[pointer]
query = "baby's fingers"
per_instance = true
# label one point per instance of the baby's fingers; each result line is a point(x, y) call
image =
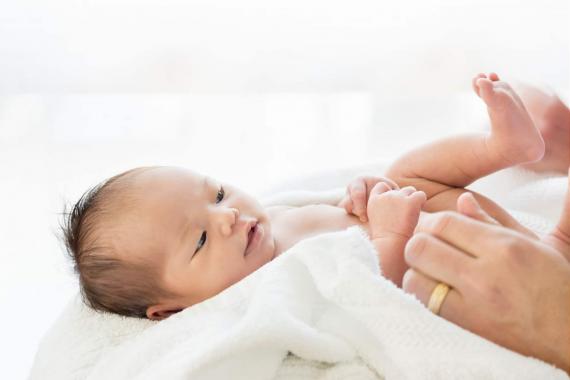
point(379, 188)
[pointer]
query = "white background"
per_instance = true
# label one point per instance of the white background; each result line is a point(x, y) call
point(250, 92)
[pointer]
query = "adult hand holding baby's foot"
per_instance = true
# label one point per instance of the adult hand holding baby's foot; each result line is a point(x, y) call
point(393, 217)
point(394, 212)
point(357, 193)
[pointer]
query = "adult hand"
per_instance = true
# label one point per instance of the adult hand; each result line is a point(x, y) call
point(506, 286)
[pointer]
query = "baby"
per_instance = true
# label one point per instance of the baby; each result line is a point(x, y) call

### WHAT YOU WILL DO:
Can you copy the entries word for word, beginning at their first line and stopping after the line that contains "point(250, 92)"? Leave the pictures out of your copy.

### RESPONSE TO THE TASK:
[pointer]
query = "baby's fingers"
per_instance = true
# label one point per instance of the baby's fingers; each result line is a point(x, y) call
image =
point(379, 188)
[pointer]
query = "white background"
per_instance = true
# label one point per instance of the white background; each result line is a point(x, y) call
point(250, 92)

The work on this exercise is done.